*** TEXT SHOWN ***
In addition, there are the men and women who make their living buying and selling human beings. Some of them, as mentioned, are involved in the highly lucrative drug trade. "Trafficking and smuggling [of drugs and human beings], while different, are in fact intricately intertwined." This type of trafficking is typically part of organized crime. Some traffickers are gang members; others are individuals or loosely affiliated groups of people working together for mutual financial gain. Factory owners, farmers, fishermen: anyone who knowingly utilizes a trafficked person is a trafficker. It must also be acknowledged that corrupt officials (for example, border guards, police, and those responsible for licensing bars and restaurants) are an integral part of the chain that holds people in bondage. Sadly, traffickers can also be parents or family members.

Trafficking knows no boundaries. There is no one country that is immune, no demographic that is untouched. Human trafficking is wherever the reader is.

Jerome Elam appears to be an unlikely victim. He is a journalist and a former Marine. Yet his story illustrates that human trafficking is not a crime limited to Southeast Asia or to drug-addicted prostitutes on street corners.

Following my mother's divorce from my biological father, her life began a downward spiral that left me abandoned and alone, vulnerable to those who prey upon the innocent. My mother's world existed at the bottom of a bottle and when she met a man who began to molest me, alcohol facilitated her complete escape from the reality of what was happening to me. My mother eventually married the man and before long he shared me with the pedophile ring he belonged to. Soon I was being trafficked sexually, trapped by threats of violence against my mother and forced to take cocaine and alcohol.

For seven long years I was trapped in a hell no one deserves. I was nothing more than a shell of a human being enduring suffering and torture at the hands of psychopaths and sociopaths as the world looked on. I attended school, and from the outside appeared to be a "normal child" but I was being trafficked in plain sight. I was often pulled out of school to "service" clients and after school, holidays and weekends were all just a never-ending nightmare for me.

It was 1970 in the southern United States; Elam was just five years old when his abuse began.

Why does human trafficking continue to thrive? It thrives because of two of humanity's deadliest sins: greed and lust. It is estimated that human trafficking generates over $150 billion in annual profits, with two-thirds of that from sexual exploitation.

As we walked in the sand under the blazing sun, MB told me that he operated four brothels in Mumbai, each with approximately four hundred women. He told me his agents bought prostitutes from various places.… Nepal, Bangladesh and other regions of India.… "There is a premium on young girls," MB tells me, "Under fourteen years of age. These girls become very expensive. Sometimes sixty thousand rupees [$1,350 U.S.]." … MB complained about police payoffs. "This is my biggest expense," he said. MB told me that he rarely visited his brothels, as he spent the majority of his time in the Middle East pursuing business ventures. He claimed he also enjoyed investing in Bollywood films. MB wore several gold chains and had at least four gold teeth. A strict Hindu, he did not eat meat. He did not allow his brothel girls to eat meat either, though copious amounts of alcohol and hashish were allowed.

Experts believe that in the next ten years human trafficking (if left unchecked) will become more profitable to criminals than drugs and arms trafficking and will continue to grow in both developed and developing countries. The purpose of this monograph is to outline both the economic dimension and the moral fallout of modern slavery and to suggest ways that the business of trading in human beings can be severely curtailed.
*** EXTRACTED DATA ***
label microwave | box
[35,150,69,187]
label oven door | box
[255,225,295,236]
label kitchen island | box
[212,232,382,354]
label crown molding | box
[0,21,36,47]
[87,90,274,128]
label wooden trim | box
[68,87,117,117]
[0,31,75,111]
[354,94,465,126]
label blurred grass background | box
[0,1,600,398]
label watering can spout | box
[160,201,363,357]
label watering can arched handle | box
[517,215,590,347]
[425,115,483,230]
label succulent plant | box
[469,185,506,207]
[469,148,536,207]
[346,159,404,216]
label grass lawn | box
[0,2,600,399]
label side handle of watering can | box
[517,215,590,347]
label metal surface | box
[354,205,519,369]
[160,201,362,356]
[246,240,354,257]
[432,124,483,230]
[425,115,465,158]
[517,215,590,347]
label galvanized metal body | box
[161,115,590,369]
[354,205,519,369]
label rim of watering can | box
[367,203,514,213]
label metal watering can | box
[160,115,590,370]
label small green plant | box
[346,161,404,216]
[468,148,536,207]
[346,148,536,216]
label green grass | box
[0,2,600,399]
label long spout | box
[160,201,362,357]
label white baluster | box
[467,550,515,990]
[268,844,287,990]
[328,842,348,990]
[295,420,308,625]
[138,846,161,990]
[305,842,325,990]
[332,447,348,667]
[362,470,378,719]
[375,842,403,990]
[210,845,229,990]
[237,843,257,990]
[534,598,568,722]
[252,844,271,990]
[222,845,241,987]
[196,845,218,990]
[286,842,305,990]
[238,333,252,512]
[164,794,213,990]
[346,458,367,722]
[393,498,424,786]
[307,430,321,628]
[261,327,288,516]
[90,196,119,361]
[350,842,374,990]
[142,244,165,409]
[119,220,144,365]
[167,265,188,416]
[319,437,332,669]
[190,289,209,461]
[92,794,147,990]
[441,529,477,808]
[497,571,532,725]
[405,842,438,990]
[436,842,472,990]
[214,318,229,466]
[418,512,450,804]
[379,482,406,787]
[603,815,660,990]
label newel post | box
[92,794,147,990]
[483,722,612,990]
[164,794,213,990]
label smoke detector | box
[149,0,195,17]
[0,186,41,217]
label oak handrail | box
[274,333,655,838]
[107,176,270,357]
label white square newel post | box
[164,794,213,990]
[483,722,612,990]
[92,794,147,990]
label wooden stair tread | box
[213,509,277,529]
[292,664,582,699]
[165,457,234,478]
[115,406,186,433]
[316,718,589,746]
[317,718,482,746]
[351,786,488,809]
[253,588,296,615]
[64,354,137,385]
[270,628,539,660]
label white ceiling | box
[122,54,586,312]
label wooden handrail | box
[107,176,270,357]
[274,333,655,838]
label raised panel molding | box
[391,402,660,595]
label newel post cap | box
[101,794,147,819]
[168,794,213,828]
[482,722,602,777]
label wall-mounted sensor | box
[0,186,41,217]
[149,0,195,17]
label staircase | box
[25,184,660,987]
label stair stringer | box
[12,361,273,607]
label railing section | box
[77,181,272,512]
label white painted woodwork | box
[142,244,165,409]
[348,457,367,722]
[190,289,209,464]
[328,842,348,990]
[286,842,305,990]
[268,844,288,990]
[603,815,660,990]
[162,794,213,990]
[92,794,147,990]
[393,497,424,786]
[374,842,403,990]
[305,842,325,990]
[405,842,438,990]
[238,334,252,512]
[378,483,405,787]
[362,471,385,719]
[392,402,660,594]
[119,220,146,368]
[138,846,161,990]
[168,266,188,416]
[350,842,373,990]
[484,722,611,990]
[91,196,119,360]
***
TASK SET
A: Set down the portion of the passage on human trafficking starting at "Jerome Elam appears" and ending at "cocaine and alcohol.".
B: In the passage on human trafficking, how old was Jerome Elam when his abuse began?
The data have no connection to the passage on human trafficking.

ANSWER SECTION
A:
Jerome Elam appears to be an unlikely victim. He is a journalist and a former Marine. Yet his story illustrates that human trafficking is not a crime limited to Southeast Asia or to drug-addicted prostitutes on street corners.

Following my mother's divorce from my biological father, her life began a downward spiral that left me abandoned and alone, vulnerable to those who prey upon the innocent. My mother's world existed at the bottom of a bottle and when she met a man who began to molest me, alcohol facilitated her complete escape from the reality of what was happening to me. My mother eventually married the man and before long he shared me with the pedophile ring he belonged to. Soon I was being trafficked sexually, trapped by threats of violence against my mother and forced to take cocaine and alcohol.

B: He was five years old.